■ Material supplied ■
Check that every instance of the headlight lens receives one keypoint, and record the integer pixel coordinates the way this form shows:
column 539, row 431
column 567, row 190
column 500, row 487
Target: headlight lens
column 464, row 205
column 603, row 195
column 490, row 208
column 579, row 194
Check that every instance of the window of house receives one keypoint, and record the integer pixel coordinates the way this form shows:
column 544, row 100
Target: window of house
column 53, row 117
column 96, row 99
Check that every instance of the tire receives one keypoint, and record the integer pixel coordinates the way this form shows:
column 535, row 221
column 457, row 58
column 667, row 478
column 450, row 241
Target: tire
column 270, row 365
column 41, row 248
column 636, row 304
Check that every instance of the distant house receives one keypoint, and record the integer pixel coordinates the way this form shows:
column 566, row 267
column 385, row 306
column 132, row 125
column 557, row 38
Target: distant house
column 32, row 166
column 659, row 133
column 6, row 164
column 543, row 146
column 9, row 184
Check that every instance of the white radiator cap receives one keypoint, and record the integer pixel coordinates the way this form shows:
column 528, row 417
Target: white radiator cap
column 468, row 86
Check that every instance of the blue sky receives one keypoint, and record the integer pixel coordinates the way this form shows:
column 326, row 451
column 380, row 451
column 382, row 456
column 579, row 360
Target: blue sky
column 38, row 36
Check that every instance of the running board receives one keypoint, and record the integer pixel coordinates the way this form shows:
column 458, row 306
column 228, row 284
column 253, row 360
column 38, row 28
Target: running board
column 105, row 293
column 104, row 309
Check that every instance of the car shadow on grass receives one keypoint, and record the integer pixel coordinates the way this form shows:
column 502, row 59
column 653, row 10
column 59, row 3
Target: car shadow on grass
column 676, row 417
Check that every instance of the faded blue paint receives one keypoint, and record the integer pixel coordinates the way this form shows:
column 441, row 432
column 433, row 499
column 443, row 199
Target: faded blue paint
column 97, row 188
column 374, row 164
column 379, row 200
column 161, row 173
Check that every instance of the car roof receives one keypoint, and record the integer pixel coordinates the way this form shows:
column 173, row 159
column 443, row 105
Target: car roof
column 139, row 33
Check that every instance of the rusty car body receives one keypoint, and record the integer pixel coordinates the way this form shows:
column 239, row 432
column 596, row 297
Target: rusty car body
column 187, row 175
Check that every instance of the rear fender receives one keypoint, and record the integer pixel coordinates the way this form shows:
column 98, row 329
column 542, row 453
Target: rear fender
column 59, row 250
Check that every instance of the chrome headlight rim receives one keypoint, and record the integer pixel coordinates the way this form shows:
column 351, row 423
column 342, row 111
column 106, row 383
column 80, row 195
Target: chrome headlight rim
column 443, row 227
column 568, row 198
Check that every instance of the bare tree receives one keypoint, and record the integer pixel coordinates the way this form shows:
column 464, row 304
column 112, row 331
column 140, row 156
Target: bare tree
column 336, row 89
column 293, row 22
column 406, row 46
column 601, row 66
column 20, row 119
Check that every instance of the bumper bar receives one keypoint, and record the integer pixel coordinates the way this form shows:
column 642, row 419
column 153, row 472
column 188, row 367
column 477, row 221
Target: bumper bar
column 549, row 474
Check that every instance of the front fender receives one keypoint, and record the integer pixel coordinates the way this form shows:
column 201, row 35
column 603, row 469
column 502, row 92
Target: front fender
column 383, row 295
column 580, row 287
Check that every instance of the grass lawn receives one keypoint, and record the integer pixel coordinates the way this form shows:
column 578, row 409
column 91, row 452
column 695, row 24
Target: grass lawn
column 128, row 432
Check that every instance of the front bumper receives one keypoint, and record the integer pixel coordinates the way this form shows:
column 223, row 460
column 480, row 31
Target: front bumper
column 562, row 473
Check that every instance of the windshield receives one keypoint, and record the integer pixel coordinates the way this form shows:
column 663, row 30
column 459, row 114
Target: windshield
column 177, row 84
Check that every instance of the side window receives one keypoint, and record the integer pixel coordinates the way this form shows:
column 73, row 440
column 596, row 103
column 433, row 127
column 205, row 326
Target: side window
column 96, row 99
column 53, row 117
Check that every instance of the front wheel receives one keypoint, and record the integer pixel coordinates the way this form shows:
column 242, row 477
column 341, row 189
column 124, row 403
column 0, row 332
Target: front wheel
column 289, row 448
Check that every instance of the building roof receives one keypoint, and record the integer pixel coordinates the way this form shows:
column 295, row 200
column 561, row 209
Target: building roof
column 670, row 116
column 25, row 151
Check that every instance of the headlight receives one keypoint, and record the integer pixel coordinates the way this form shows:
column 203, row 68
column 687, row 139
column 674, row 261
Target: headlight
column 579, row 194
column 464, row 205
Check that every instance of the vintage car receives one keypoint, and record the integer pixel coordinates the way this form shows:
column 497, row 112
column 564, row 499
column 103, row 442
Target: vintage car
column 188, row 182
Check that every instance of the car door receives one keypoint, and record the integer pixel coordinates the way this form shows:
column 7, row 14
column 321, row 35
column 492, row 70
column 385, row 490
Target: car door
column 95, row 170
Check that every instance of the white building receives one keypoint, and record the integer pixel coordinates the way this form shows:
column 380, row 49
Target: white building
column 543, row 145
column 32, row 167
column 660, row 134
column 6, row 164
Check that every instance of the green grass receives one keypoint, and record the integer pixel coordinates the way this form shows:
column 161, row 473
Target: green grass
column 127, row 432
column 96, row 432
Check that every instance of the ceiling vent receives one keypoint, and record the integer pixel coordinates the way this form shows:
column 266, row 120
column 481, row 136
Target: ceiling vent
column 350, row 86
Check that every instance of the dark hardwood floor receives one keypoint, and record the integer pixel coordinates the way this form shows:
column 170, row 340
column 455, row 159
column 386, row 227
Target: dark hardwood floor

■ Written request ■
Reproduce, word for word, everything in the material above from the line containing "Check that every instance of the side" down to the line containing "column 188, row 182", with both of those lines included.

■ Output of the task ■
Check that every instance of the side window receives one keypoint, and record the integer pixel coordinates the way this form shows:
column 73, row 440
column 596, row 103
column 433, row 127
column 205, row 326
Target: side window
column 96, row 99
column 53, row 117
Check that every instance of the front wheel receives one keypoint, and record the integer pixel coordinates the way this form shows:
column 242, row 477
column 341, row 189
column 124, row 403
column 0, row 332
Target: front wheel
column 289, row 448
Check that every instance of the building roof receives one keypoint, and record the integer pixel coordinates the way this form shows:
column 295, row 200
column 561, row 209
Target: building roof
column 670, row 116
column 25, row 151
Check that every instance of the headlight receives one keypoint, and record the integer pixel coordinates the way this form shows:
column 203, row 68
column 687, row 139
column 674, row 261
Target: headlight
column 579, row 194
column 464, row 205
Check that every instance of the vintage car receives one keypoint, and record the integer pixel coordinates the way this form shows:
column 497, row 112
column 564, row 499
column 103, row 442
Target: vintage car
column 188, row 182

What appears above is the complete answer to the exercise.